## Exercise brief
Can you reproduce everything from the line containing "Annotation guideline: for every instance of the diver's" down to the line containing "<point>174,324</point>", switching "innermost" to "central" and changing nothing else?

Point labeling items

——————————

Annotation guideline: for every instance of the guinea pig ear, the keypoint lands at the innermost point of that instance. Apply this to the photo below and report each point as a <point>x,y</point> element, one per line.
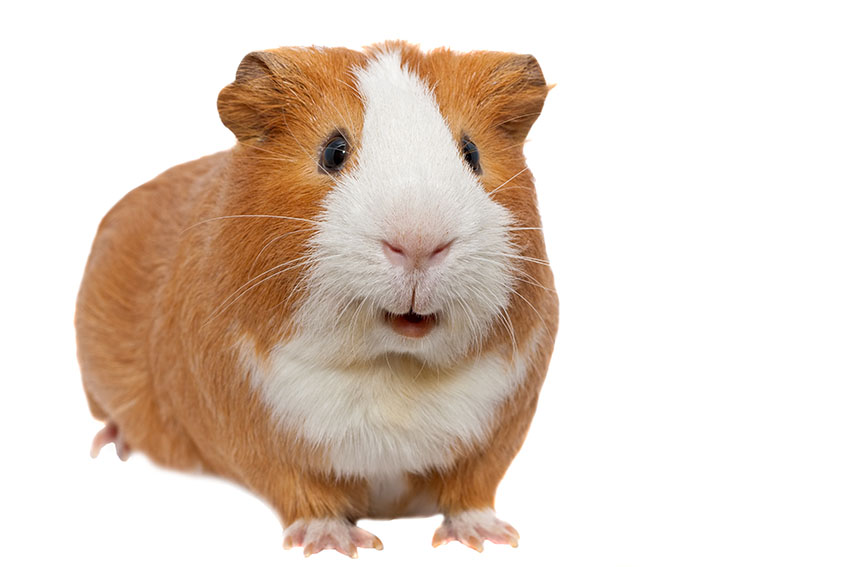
<point>517,93</point>
<point>249,105</point>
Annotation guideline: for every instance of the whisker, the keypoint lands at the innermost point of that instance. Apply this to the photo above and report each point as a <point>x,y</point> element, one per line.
<point>514,176</point>
<point>518,257</point>
<point>272,241</point>
<point>222,308</point>
<point>225,217</point>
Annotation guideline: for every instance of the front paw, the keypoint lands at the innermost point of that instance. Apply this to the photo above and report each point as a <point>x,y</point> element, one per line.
<point>328,533</point>
<point>473,527</point>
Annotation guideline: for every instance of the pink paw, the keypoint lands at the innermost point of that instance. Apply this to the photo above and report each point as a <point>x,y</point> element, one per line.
<point>110,434</point>
<point>328,533</point>
<point>473,527</point>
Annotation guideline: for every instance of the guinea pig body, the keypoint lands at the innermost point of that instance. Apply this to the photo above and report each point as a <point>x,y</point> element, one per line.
<point>350,312</point>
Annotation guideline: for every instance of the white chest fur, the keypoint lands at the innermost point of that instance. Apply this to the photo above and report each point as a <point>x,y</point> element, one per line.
<point>386,418</point>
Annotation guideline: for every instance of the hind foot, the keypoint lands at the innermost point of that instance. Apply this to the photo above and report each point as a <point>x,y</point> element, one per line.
<point>472,527</point>
<point>328,533</point>
<point>110,434</point>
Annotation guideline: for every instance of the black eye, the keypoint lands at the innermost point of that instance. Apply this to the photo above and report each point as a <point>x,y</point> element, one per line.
<point>470,154</point>
<point>333,155</point>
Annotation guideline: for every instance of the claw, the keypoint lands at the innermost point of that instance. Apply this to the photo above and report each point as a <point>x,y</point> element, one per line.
<point>319,534</point>
<point>110,434</point>
<point>473,527</point>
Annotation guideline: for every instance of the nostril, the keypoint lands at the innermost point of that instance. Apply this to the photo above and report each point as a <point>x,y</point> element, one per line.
<point>413,257</point>
<point>439,252</point>
<point>442,248</point>
<point>395,254</point>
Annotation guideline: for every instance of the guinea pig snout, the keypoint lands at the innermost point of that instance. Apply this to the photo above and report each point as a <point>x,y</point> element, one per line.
<point>415,254</point>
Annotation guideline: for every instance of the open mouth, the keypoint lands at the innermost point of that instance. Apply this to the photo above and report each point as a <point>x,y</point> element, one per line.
<point>411,325</point>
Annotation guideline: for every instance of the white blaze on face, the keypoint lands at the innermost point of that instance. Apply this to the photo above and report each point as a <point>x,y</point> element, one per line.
<point>411,188</point>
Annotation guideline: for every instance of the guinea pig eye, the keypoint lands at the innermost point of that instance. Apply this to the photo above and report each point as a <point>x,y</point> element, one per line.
<point>470,154</point>
<point>334,154</point>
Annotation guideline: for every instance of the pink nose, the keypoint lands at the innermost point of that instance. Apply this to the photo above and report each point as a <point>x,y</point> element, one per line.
<point>415,256</point>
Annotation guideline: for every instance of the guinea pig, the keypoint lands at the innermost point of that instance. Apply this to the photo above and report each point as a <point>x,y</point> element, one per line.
<point>350,312</point>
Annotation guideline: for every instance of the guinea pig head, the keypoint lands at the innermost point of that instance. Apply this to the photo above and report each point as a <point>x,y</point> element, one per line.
<point>409,168</point>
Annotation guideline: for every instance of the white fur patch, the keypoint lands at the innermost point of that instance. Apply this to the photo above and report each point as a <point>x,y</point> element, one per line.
<point>381,420</point>
<point>410,185</point>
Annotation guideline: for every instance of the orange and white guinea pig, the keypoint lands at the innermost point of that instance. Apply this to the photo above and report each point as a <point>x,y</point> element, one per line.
<point>350,312</point>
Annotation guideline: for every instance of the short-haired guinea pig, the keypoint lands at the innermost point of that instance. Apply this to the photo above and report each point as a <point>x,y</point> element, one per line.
<point>350,312</point>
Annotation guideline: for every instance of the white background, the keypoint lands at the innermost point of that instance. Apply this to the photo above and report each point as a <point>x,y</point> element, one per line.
<point>693,170</point>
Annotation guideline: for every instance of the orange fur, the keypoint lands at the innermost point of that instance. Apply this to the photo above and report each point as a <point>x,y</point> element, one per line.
<point>156,316</point>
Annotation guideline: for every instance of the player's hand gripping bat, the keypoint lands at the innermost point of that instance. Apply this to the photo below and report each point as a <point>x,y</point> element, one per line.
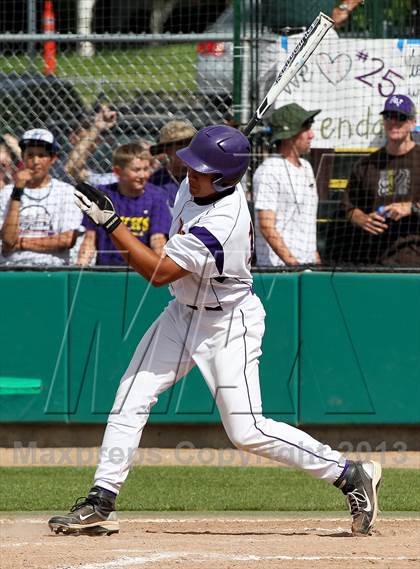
<point>296,60</point>
<point>96,205</point>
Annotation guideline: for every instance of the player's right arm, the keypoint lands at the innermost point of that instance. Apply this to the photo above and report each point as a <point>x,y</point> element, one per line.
<point>157,270</point>
<point>100,209</point>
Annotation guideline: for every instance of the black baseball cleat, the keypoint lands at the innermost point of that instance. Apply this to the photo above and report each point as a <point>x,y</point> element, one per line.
<point>360,483</point>
<point>91,515</point>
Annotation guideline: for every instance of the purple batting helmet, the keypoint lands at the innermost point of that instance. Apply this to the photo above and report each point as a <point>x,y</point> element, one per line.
<point>221,150</point>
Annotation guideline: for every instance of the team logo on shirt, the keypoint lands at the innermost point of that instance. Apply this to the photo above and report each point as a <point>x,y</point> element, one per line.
<point>394,182</point>
<point>181,227</point>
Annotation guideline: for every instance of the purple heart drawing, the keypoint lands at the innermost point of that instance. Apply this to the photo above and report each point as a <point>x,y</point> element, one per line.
<point>334,69</point>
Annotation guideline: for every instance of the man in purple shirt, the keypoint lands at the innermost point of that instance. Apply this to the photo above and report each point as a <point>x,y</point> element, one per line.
<point>141,206</point>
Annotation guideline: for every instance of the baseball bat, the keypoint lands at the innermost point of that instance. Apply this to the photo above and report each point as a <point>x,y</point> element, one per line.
<point>296,60</point>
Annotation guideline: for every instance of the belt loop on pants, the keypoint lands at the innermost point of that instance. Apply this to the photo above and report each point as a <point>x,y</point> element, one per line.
<point>209,308</point>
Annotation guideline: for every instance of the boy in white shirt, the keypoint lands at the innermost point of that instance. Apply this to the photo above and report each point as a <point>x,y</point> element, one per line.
<point>39,218</point>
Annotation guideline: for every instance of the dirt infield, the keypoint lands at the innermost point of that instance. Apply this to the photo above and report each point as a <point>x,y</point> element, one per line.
<point>220,541</point>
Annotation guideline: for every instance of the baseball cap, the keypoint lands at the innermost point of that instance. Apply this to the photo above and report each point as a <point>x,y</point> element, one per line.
<point>287,121</point>
<point>173,132</point>
<point>39,135</point>
<point>400,104</point>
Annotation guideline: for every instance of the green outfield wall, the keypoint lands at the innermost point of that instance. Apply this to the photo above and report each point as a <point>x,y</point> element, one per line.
<point>338,349</point>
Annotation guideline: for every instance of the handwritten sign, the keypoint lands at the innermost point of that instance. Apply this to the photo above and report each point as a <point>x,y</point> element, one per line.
<point>349,79</point>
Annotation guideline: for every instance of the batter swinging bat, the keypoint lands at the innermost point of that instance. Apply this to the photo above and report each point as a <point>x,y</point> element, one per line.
<point>296,60</point>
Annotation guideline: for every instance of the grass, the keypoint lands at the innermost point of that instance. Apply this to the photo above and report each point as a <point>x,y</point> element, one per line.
<point>119,73</point>
<point>179,488</point>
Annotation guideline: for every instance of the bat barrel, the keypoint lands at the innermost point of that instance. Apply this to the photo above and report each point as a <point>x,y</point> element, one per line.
<point>250,126</point>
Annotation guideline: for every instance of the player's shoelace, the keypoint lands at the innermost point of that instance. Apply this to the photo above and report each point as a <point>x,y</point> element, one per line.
<point>356,501</point>
<point>81,502</point>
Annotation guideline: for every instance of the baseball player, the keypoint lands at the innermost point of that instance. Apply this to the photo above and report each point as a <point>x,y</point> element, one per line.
<point>215,322</point>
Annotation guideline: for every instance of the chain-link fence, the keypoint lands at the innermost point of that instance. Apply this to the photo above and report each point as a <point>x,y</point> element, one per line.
<point>204,62</point>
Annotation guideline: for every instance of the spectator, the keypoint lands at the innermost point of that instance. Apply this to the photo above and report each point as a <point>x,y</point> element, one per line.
<point>173,136</point>
<point>40,219</point>
<point>85,139</point>
<point>141,206</point>
<point>6,166</point>
<point>383,197</point>
<point>297,16</point>
<point>285,193</point>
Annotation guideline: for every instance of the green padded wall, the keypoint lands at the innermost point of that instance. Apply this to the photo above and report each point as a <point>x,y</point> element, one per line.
<point>33,356</point>
<point>360,355</point>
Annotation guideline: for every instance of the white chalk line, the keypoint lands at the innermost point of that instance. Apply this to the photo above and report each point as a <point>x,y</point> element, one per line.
<point>21,544</point>
<point>206,556</point>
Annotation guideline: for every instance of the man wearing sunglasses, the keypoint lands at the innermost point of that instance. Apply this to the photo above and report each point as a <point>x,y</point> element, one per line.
<point>383,197</point>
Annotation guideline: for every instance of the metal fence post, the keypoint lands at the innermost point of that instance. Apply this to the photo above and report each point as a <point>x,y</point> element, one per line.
<point>31,27</point>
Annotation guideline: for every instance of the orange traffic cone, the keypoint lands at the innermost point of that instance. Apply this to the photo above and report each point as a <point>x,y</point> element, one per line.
<point>50,48</point>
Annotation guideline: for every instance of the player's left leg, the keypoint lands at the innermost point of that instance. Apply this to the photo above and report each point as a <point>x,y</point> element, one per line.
<point>159,361</point>
<point>232,376</point>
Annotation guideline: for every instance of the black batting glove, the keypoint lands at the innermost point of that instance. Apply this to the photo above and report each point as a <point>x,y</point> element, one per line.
<point>97,206</point>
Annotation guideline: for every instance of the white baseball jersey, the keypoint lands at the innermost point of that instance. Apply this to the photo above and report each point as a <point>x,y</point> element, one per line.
<point>43,212</point>
<point>290,192</point>
<point>214,242</point>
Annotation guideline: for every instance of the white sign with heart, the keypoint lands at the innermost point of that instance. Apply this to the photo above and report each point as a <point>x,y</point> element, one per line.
<point>349,80</point>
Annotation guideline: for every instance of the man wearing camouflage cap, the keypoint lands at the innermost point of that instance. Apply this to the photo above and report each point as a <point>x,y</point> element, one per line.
<point>173,135</point>
<point>285,193</point>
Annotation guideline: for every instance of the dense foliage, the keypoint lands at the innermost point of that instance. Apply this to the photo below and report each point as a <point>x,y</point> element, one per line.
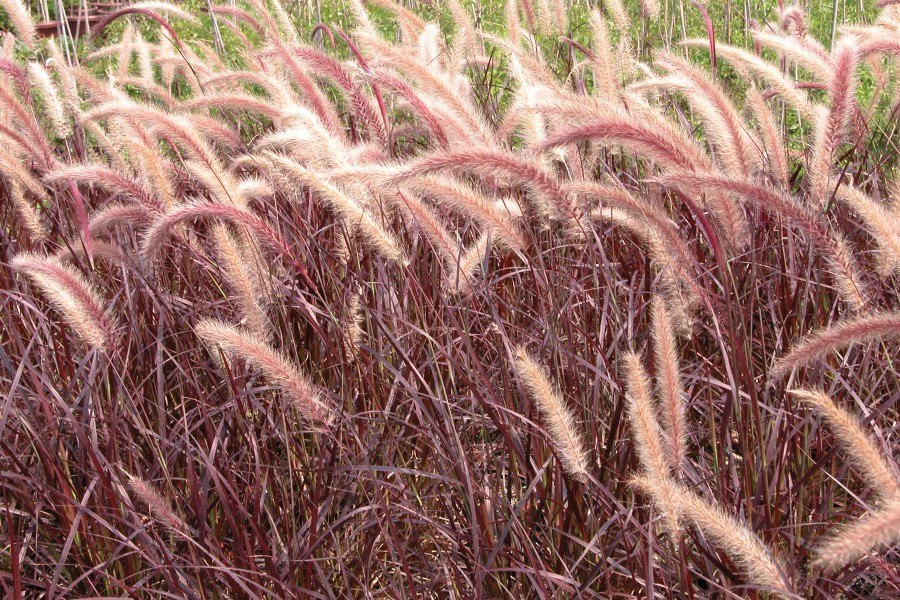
<point>548,309</point>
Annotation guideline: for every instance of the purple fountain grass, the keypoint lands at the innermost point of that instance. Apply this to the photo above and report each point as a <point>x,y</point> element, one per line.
<point>859,330</point>
<point>73,296</point>
<point>276,367</point>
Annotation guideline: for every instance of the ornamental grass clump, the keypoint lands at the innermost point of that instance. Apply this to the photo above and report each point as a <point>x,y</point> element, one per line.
<point>428,299</point>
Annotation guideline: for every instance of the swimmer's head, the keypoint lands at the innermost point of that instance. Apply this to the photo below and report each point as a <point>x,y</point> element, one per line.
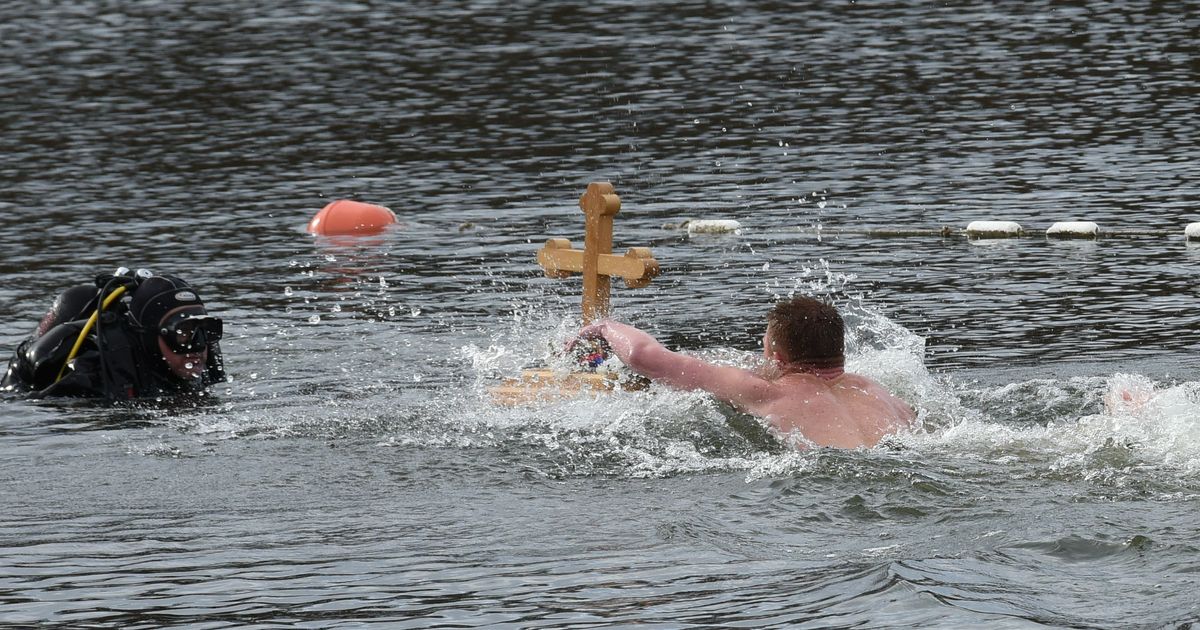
<point>808,331</point>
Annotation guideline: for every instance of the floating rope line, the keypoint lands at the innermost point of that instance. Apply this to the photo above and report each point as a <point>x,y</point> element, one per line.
<point>975,231</point>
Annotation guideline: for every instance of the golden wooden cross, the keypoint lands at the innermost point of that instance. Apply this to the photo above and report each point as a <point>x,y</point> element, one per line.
<point>597,262</point>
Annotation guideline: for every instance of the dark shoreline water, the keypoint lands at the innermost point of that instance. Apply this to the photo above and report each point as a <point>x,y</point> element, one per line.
<point>354,473</point>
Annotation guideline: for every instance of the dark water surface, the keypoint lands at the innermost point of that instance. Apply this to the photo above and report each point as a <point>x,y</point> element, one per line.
<point>354,471</point>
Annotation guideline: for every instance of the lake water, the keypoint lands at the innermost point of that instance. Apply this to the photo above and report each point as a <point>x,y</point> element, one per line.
<point>355,473</point>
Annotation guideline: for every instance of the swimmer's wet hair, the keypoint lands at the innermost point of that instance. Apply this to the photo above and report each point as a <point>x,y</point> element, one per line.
<point>809,331</point>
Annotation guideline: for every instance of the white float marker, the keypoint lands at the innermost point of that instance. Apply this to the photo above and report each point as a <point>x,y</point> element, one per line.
<point>1192,232</point>
<point>1073,229</point>
<point>713,226</point>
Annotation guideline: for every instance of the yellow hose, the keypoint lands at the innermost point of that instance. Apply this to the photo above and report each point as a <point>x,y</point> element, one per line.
<point>87,328</point>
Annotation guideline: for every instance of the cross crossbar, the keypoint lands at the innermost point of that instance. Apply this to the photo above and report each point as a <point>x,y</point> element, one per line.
<point>597,261</point>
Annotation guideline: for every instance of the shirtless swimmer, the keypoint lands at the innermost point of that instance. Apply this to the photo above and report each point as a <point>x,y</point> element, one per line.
<point>811,395</point>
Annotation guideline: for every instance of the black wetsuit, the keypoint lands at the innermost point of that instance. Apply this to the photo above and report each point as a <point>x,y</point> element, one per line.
<point>113,363</point>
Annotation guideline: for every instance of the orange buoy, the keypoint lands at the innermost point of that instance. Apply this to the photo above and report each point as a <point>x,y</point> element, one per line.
<point>345,216</point>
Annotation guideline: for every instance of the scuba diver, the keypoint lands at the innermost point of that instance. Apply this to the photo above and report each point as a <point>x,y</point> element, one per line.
<point>126,336</point>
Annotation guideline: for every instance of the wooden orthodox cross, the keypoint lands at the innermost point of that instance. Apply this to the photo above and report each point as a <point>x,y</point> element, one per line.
<point>597,261</point>
<point>598,265</point>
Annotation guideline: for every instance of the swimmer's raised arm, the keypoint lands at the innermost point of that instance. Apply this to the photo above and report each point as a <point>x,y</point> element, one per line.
<point>645,355</point>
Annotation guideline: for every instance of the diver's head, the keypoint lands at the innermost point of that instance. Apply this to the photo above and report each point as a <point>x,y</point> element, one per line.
<point>174,324</point>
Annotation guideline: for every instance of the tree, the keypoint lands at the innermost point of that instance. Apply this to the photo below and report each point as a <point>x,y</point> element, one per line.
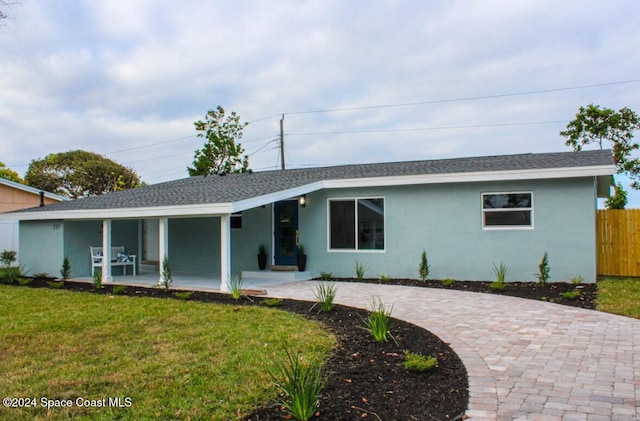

——————————

## Finished task
Annotation guideline: for every instance of the diver's head, the keypoint lands at the central point of that instance. Apply this to the photo above and report each point as a <point>x,y</point> element, one per line.
<point>174,324</point>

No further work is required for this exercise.